**Excerpt to read:**
_ _ _ _
Repton is a village and civil parish in the South Derbyshire district of Derbyshire, England, located on the edge of the River Trent floodplain, about  north of Swadlincote. The population taken at the 2001 Census was 2,707, increasing to 2,867 at the 2011 Census. Repton is close to the county boundary with neighbouring Staffordshire and about  northeast of Burton upon Trent.

The village is noted for St Wystan's Church, Repton School and the Anglo-Saxon Repton Abbey and medieval Repton Priory.

History

Christianity was reintroduced to the Midlands at Repton, where some of the Mercian royal family under Peada were baptised in AD 653. Soon a double abbey under an abbess was built.

In 669 the Bishop of Mercia translated his see from Repton to Lichfield. Offa, King of Mercia, seemed to resent his own bishops paying allegiance to the Archbishop of Canterbury in Kent who, while under Offa's control, was not of his own kingdom of Mercia. Offa therefore created his own Archdiocese of Lichfield, which presided over all the bishops from the Humber to the Thames. Repton was thus the forebear of the archdiocese of Lichfield, a third archdiocese of the English church: Lichfield, the other two being Canterbury and York. This lasted for only 16 years, however, before Mercia returned to being under the Archbishopric of Canterbury.

At the centre of the village is the Church of England parish church dedicated to Saint Wigstan of Mercia.
_ _ _ _
Items drawn from a data source:
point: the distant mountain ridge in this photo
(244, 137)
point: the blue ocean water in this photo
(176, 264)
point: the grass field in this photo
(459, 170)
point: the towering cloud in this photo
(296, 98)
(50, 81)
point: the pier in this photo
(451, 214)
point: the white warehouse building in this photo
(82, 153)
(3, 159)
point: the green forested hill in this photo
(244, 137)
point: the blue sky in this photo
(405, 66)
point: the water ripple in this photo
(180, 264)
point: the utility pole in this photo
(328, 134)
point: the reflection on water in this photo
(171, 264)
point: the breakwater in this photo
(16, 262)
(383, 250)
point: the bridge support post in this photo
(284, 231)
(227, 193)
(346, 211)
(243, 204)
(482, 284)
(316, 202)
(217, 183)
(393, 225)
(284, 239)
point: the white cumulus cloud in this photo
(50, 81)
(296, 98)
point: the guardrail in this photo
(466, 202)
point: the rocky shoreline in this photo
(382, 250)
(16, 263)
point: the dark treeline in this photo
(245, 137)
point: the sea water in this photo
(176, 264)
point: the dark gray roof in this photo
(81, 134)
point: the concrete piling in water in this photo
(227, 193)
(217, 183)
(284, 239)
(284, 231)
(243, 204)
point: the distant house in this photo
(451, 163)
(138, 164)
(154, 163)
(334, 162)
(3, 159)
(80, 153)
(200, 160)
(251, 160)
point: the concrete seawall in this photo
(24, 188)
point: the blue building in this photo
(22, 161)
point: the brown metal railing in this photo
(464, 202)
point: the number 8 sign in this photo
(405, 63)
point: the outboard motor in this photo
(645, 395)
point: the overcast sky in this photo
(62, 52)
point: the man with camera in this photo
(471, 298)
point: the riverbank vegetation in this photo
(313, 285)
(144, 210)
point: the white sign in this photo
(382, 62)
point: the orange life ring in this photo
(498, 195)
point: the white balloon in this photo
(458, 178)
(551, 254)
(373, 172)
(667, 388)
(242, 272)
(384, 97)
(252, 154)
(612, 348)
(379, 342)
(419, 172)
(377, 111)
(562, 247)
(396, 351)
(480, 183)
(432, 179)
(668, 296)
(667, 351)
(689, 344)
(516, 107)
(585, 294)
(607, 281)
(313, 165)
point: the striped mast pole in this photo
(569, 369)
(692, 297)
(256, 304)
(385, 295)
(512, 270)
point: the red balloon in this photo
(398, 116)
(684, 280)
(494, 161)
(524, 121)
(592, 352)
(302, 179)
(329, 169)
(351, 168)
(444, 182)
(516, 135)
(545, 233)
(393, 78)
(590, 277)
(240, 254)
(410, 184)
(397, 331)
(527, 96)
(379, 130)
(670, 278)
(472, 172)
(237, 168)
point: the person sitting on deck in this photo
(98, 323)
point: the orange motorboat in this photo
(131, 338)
_ _ _ _
**Exercise set:**
1. According to the Repton text, in what year were some of the Mercian royal family baptised at Repton?
2. Write the next part of the Repton text, starting after its final sentence.
This material has nothing to do with the Repton text.

**Results for the exercise:**
1. AD 653.

2.
In 873–74 the Great Heathen Army overwintered at Repton, one of only a few places in England where a Viking winter camp has been located. Excavations from 1974 to 1988 found a D-shaped earthwork on a bluff, overlooking an arm of the River Trent, and opened a mound containing a mass grave. The mass grave contained the remains of at least 264 individuals. The bones were disarticulated and mostly jumbled together. Forensic study revealed that the individuals ranged in age from their late teens to about forty, 80% were male where sex could be determined. Five associated pennies fit well with the overwintering date of 873–74 and this date was later confirmed by a reassessment of the radiocarbon dates.

An early 18th century account describes how, in the last quarter of the 17th century, Thomas Walker, a workman looking for stone, opened the mound and found the skeleton of a "nine foot tall" man in a stone coffin in the remains of a building. According to the account, human bones had been neatly stacked around the coffin.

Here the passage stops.